● Extract
# river decoy spread???



## grizznasty93 (Dec 20, 2012)

Alright so i hunted a river for the first time last weekend and had a blast! the only issue is the birds werent really landing close enough to shoot. i had my mallard decoys in the truck  but we were runnin a tad bit late. I'll be shootin woodies and i know wood ducks will decoy into my mallard decoys. i just dont know how i should set em up. Someone please point in the right direction.
 Thank you


----------



## Tommy12 (Dec 20, 2012)

Just mimic what you see, and make it inviting to them. Leave a hole in the decoy spread for them to land. I normally have a bunch to my left and a bunch to my right and leave the middle open, but every situation is different. Good luck!


----------



## Steven Farr (Dec 20, 2012)

● Listing
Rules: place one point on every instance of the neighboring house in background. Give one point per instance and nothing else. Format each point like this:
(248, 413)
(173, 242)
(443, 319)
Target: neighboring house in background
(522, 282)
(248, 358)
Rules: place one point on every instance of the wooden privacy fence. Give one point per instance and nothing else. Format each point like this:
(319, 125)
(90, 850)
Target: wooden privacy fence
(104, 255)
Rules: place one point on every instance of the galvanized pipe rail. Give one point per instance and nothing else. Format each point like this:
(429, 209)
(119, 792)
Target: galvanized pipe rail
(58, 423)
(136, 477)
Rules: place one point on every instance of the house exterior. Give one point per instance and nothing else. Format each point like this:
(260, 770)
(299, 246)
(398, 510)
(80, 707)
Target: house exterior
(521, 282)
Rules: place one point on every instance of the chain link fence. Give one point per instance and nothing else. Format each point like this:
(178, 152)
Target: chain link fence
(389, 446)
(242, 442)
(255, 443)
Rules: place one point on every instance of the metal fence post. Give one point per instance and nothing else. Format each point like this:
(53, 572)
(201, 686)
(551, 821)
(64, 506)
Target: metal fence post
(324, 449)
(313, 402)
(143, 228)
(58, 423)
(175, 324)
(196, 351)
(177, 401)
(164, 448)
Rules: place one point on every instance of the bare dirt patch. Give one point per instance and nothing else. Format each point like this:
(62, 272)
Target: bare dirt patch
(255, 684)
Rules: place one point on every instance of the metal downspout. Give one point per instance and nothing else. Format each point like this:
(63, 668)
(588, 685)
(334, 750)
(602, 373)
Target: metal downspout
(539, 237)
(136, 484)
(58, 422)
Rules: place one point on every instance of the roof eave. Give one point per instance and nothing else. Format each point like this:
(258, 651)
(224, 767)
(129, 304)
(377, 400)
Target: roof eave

● Directions
1. Please transcribe the decoy spread thread from "## Tommy12 (Dec" down to "Farr (Dec 20, 2012)".
2. Summarize the decoy spread thread in two sentences.
3. For the decoy spread thread, answer yes or no to whether each statement agrees with it, quoting the deciding words: (a) The first poster had no mallard decoys on hand during the river hunt. (b) The first poster will be hunting woodies. (c) Tommy12 usually keeps the middle of the spread open.

● Solved tasks
1.
## Tommy12 (Dec 20, 2012)

Just mimic what you see, and make it inviting to them. Leave a hole in the decoy spread for them to land. I normally have a bunch to my left and a bunch to my right and leave the middle open, but every situation is different. Good luck!


----------



## Steven Farr (Dec 20, 2012)

2. After a first river hunt in which the birds weren't landing close enough to shoot, a hunter who will be after wood ducks asked how to set up mallard decoys. A reply advised mimicking what you see, making the spread inviting and leaving a hole for the birds to land, for example a bunch of decoys on each side with the middle open, though every situation is different.

3.
(a) No: "i had my mallard decoys in the truck"
(b) Yes: "I'll be shootin woodies"
(c) Yes: "I normally have a bunch to my left and a bunch to my right and leave the middle open"